■ Required work:
1. In the Quicksand artifact guide, which VirtualBox version was used to make the VM image?
2. Go on with the Quicksand artifact guide, picking up after its last sentence.

■ Source text:
━━━━
The oopsla-quicksand from bblum

==== Foreword ====

Our artifact is Quicksand, the tool presented in our paper for managing multiple model checker instances with different preemption-point configurations.

Regrettably, our model checker Landslide requires the proprietary simulator Simics, whose license we are not able to share with the AEC. Instead, we have created a "dummy" version of Landslide that replays recorded logs from our experiments, and provided a selection of logs from a variety of the tests in our evaluation. Quicksand itself is unchanged, as the dummy Landslide effectively implements its message-passing interface in the same black-box way as the real Landslide.

We hope that, despite being limited by license restrictions on the model checker itself, this artifact convincingly demonstrates Quicksand and its ability to be adapted with other available checkers.

==== Getting Started Guide ====

---- Setting up ----

Our artifact is provided in a VM image that we made using VirtualBox version 5.0.20.106931. To set up, add the image in VirtualBox as a 64-bit Ubuntu machine, log in as "aec" with password "aec", and cd to /home/aec/quicksand/. Please configure the VM to use several processors (ideally at least 4) to take full advantage of Quicksand's parallelism.
━━━━
■ Stored data:

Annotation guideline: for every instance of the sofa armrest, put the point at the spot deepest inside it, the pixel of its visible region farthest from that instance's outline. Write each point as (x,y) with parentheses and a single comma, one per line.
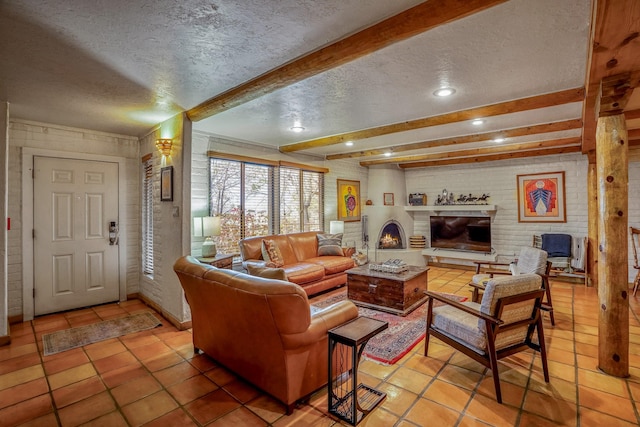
━━━━
■ Answers to the tasks:
1. VirtualBox version 5.0.20.106931.

2.
Within this directory:

'qs', containing Quicksand's source,
'ls', containing the dummy Landslide and our pre-recorded message logs,
'quicksand', a brief wrapper script for qs/quicksand,
'sample', a directory with several example commands and expected outputs

qs/ and ls/ contain prebuilt binaries for Quicksand and Landslide, but you can refresh them with a simple make clean && make.

---- Basic testing ----

The basic command we recommend to run in various incarnations is:

./quicksand -p PROGRAM_NAME -c NUM_CPUS -t TIME_LIMIT CONFIG_FLAGS...

PROGRAM_NAME is one of broadcast_test, thr_exit_join, paradise_lost NUM_CPUS self-explanatory TIME_LIMIT number of seconds, can also be e.g. 5m, 2h, 1d for minutes/hours/days CONFIG_FLAGS include -v for verbose output, and -C and -I for control experiments (see below) ("-h" of course prints help text.)

We provided logs for three of our test programs in three configurations each.

The programs are:

broadcast_test, which demonstrates a full verification (all data race PPs can be tested completely within an hour)
thr_exit_join (called "join_test" in the paper), which demonstrates finding a bug (<= 1 minute)
paradise_lost ("sem_test" in the paper), which demonstrates tests with large ETAs that must be suspended and/or time out.

The configurations are:

Quicksand (the default, no CONFIG_FLAGS)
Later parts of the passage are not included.